EXTRACTO DEL DOCUMENTO ::
*-*-*

El trasvase de la memoria sobre el espacio digital también ha tenido implicaciones en el abandono de otras formas de memorias que aún tienen valor y que poseen unas capacidades de resistencia diferentes. Un caso que me interesa especialmente es el de las ciudades, donde las memorias de las comunidades que han habitado las barriadas tradicionales, como espacios simbólicos para la población local, están siendo progresivamente desarticuladas.
La antropóloga Shannon Mattern nos cuenta en A City is not a Computer que, a través de diferentes dispositivos, la ciudad ha almacenado una cultura compleja que es transmitida entre las distintas generaciones y que esa es una de las potencias de la forma ciudad que aún muchas defendemos. Esta realidad se mantuvo hasta al menos el siglo XIX en lo formal, ya que el urbanismo moderno introdujo características nuevas. Aun así, hasta principios del siglo XXI los centros históricos seguían mostrando marcas de las transformaciones de la ciudad. Los procesos de gentrificación, pero, sobre todo, los de turistificación, han impactado sobre la capacidad de la ciudad como forma de memoria. La ciudad histórica se está centrando en representar una historia seductora para el turismo que hace que las cicatrices de las luchas locales queden en los márgenes o desaparezcan de la misma manera que sus vecinas y vecinos. En una ciudad vacía de memoria es más difícil que surjan dinámicas alternativas a las hegemónicas.
Mantener abierta la posibilidad de otras formas de estar en la ciudad, de otras formas de relacionarnos, es una necesidad en el contexto de crisis sistémica actual, pero no será posible sin el cuidado de las memorias de las luchas urbanas que nos precedieron. Los espacios digitales, con algunas excepciones, no parecen el medio más favorable para el cuidado y activación de las memorias. Las instituciones públicas y sus archivos tampoco han respondido a las necesidades actuales de la población. Más bien al revés. Ambos han tenido el efecto de desmantelar algunos de los depósitos de las memorias colectivas. Se han mostrado como posibilidades únicas o principales en lugar de articularse con las ya existentes.

*-*-*

ORDEN DE TRABAJO 1 :: Transcribe del extracto el fragmento que empieza en las palabras "Mantener abierta la" y termina tras las palabras "las ya existentes.".
ORDEN DE TRABAJO 2 :: ¿Cómo resumirías el extracto en dos oraciones?

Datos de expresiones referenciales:
*-*-*

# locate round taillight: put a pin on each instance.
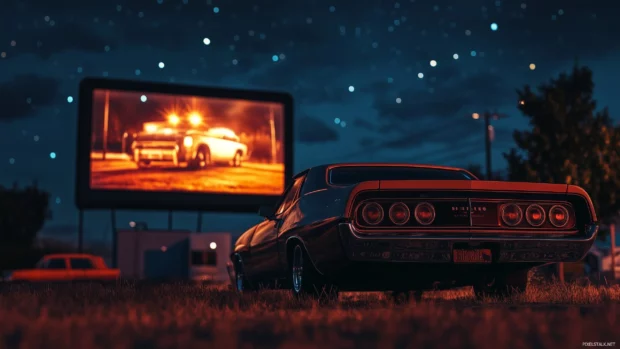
(535, 215)
(372, 213)
(424, 213)
(399, 213)
(512, 214)
(558, 216)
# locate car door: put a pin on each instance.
(82, 269)
(55, 270)
(264, 258)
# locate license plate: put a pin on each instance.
(472, 256)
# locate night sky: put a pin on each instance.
(372, 80)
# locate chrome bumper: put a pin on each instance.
(430, 248)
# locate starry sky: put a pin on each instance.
(373, 80)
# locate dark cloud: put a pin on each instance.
(313, 130)
(20, 96)
(443, 116)
(364, 124)
(45, 40)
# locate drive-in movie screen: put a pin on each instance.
(155, 142)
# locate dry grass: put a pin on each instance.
(184, 316)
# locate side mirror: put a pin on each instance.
(266, 211)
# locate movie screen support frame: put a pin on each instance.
(88, 198)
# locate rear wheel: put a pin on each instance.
(241, 283)
(202, 160)
(236, 161)
(502, 285)
(306, 281)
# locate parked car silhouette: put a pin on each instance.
(66, 267)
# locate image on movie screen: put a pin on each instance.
(173, 143)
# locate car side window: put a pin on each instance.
(56, 263)
(81, 263)
(290, 195)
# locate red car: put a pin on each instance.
(67, 267)
(401, 228)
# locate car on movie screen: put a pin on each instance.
(70, 267)
(195, 148)
(406, 228)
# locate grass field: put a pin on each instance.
(133, 315)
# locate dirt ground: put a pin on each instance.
(250, 178)
(130, 315)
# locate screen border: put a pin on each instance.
(87, 198)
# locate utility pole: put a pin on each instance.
(488, 129)
(273, 136)
(612, 235)
(106, 117)
(487, 143)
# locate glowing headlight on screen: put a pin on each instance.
(195, 119)
(150, 128)
(188, 141)
(173, 119)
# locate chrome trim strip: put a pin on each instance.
(356, 234)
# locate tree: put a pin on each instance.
(22, 214)
(570, 141)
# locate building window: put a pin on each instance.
(203, 257)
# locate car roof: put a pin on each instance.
(325, 167)
(70, 255)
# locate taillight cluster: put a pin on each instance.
(398, 213)
(535, 215)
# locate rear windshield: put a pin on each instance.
(352, 175)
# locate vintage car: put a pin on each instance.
(408, 228)
(66, 268)
(193, 148)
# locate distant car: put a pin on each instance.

*-*-*

RESPUESTA 1 ::
Mantener abierta la posibilidad de otras formas de estar en la ciudad, de otras formas de relacionarnos, es una necesidad en el contexto de crisis sistémica actual, pero no será posible sin el cuidado de las memorias de las luchas urbanas que nos precedieron. Los espacios digitales, con algunas excepciones, no parecen el medio más favorable para el cuidado y activación de las memorias. Las instituciones públicas y sus archivos tampoco han respondido a las necesidades actuales de la población. Más bien al revés. Ambos han tenido el efecto de desmantelar algunos de los depósitos de las memorias colectivas. Se han mostrado como posibilidades únicas o principales en lugar de articularse con las ya existentes.

RESPUESTA 2 :: El trasvase de la memoria al espacio digital ha llevado a abandonar otras formas de memoria, como la de las ciudades, cuya capacidad de almacenar y transmitir una cultura compleja se ha visto afectada por la gentrificación y, sobre todo, por la turistificación. Cuidar las memorias de las luchas urbanas es necesario para mantener abiertas otras formas de estar en la ciudad, pero los espacios digitales no parecen el medio más favorable para ello, y las instituciones públicas y sus archivos tampoco han respondido a las necesidades actuales de la población.